Consigne 1: D'après le texte sur le triskèle, quelle est la fonction de la classe guerrière ?
Consigne 2: Extrayez des enregistrements chaque ligne qui contient la chaîne "horse", en tenant compte de la casse.

***** Texte à lire

Une des formes les plus courantes d'un second type de triskèle consiste en trois doubles spirales dont les pôles coïncident deux à deux et sont équidistants du centre du cercle dans lequel elles s'inscrivent.
Il apparaît clairement que le triskèle fait référence au nombre 3. Un nombre important dans toutes les traditions et plus significatif encore dans la tradition celtique.
Le ternaire dans la tradition celtique1. La société celtique est entièrement organisée autour du sacré et de trois fonctions exercées par les représentants de trois classes:
- La classe sacerdotale dont la fonction est précisément d'administrer le sacré. En charge des rapports entre les sociétés humaines et les puissances divines, elle organise et contrôle les activités des deux autres classes;
- La classe guerrière dont la fonction est de recourir à la guerre et à la magie pour la défense de la société;
- La fonction artisanale et productrice dont la fonction est d'exercer les activités artisanales, agricoles, d'élevage et commerciales pour assurer l'abondance dans la société.

**********
***** Données disponibles

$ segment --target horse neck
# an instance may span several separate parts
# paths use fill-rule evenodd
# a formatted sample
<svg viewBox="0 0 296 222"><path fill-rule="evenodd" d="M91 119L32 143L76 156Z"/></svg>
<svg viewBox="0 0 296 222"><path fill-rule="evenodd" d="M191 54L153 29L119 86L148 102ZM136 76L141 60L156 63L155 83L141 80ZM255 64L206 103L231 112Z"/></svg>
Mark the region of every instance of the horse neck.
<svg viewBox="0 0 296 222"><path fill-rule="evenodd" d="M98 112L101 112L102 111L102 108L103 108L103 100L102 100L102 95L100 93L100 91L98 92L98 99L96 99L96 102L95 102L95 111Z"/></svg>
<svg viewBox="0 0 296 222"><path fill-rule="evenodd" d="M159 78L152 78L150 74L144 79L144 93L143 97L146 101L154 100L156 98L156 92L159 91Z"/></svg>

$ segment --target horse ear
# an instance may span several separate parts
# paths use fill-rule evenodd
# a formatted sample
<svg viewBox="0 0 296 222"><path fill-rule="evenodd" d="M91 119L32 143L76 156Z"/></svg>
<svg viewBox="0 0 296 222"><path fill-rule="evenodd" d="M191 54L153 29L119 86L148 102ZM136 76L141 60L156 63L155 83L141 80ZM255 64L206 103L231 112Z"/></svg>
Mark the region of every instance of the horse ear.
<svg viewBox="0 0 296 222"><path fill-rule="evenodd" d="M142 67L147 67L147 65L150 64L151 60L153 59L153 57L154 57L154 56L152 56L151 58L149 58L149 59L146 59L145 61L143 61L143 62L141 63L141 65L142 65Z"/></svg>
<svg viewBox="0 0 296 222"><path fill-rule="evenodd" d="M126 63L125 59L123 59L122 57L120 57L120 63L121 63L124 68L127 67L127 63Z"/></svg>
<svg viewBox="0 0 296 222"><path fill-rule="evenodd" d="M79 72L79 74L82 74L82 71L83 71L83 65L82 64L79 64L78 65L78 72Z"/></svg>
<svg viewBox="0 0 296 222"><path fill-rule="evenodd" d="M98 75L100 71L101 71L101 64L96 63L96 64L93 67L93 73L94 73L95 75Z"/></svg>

**********

Réponse complète 1: Sa fonction est de recourir à la guerre et à la magie pour la défense de la société.

Réponse complète 2:
$ segment --target horse neck
Mark the region of every instance of the horse neck.
$ segment --target horse ear
Mark the region of every instance of the horse ear.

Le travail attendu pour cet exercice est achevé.